• **Reading text**
========================

Opus III were an English electronic music group who had success on the UK Singles and U.S. Dance charts. The group consisted of vocalist Kirsty Hawkshaw and producers/musicians Kevin Dodds, Ian Munro and Nigel Walton. The group members promoted a strong environmental and feminist message through their lyrics, album liner notes and photo and video imagery. Their biggest hit was "It's a Fine Day", which reached number five in the United Kingdom in February 1992. The song had previously been recorded by the singer Jane in 1983, and its lyrics had been taken from a song by poet Edward Barton.

Career
Prior to the forming of Opus III, Dodds, Munro, and Walton, signed with Capitol Records UK under the name A.S.K. The act released their first single “Kiss and Tell,” in 1988. Afterwards, the trio signed with MCA Records UK, where they released their next single, "Dream," in 1990, peaking at number 85 on the UK singles chart. The group later released a third single, “Freedom We Cry,” in 1991.

It was during the autumn of 1990 that they noticed a rave dancer that they would add to the act as their visual dancer and afterwards become their lead singer, Kirsty Hawkshaw. The group would eventually become Opus III in 1992. During their tenure as a group, Hawkshaw was the only member that was visible in the music videos and television performances due to the other three members still being under contract to MCA. Once they were released from the label, the other members remained in the background, with the exception of live concert shows.

Their debut album, Mind Fruit, produced the track "It's a Fine Day", a cover of a 1983 single by Jane, which topped the U.S. Hot Dance Club Play chart in 1992 and reached number five on the UK Singles Chart.

========================

• **Data provided**
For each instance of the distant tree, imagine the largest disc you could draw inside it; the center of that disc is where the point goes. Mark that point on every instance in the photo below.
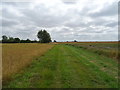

========================

• **Brief 1**
According to the Opus III text, why was Kirsty Hawkshaw the only member seen in the group's music videos and television performances? Answer in one to three sentences.
• **Brief 2**
Pick up the Opus III text after its last sentence and keep writing.

• **Exercise output 1**
The other three members, Dodds, Munro and Walton, were still under contract to MCA, so only Hawkshaw appeared on camera.

• **Exercise output 2**
The song, now considered a house music classic, is the basis of Orbital's 1992 track "Halcyon" and its album version "Halcyon + On + On" included in their second eponymous album; the "la la la" section of the "It's a Fine Day" chorus was backmasked and sampled throughout the song. Hawkshaw appeared in the video for "Halcyon" playing a housewife who was "under the influence".

The other single release from Mind Fruit was "I Talk to the Wind", a cover of the 1969 song by King Crimson. This was not a big chart success in the UK, only reaching number 52.

Opus III's second album Guru Mother surfaced in 1994 and produced another U.S. number-one dance song "When You Made the Mountain". A third dance chart entry, "Hand in Hand (Looking for Sweet Inspiration)" hit number 14.

The group disbanded after their second album. Hawkshaw was worried the project was becoming too commercial, which is one of the reasons for the band's separation (she has ruled out a reunion as well). Hawkshaw went on to pursue a solo career, lending her vocals to a number of electronic and dance music artists and tracks into the opening years of the 21st century, including Delerium, Silent Poets, BT, DJ Tiësto and again with Orbital.

Discography

Studio albums

Singles

See also
List of number-one dance hits (United States)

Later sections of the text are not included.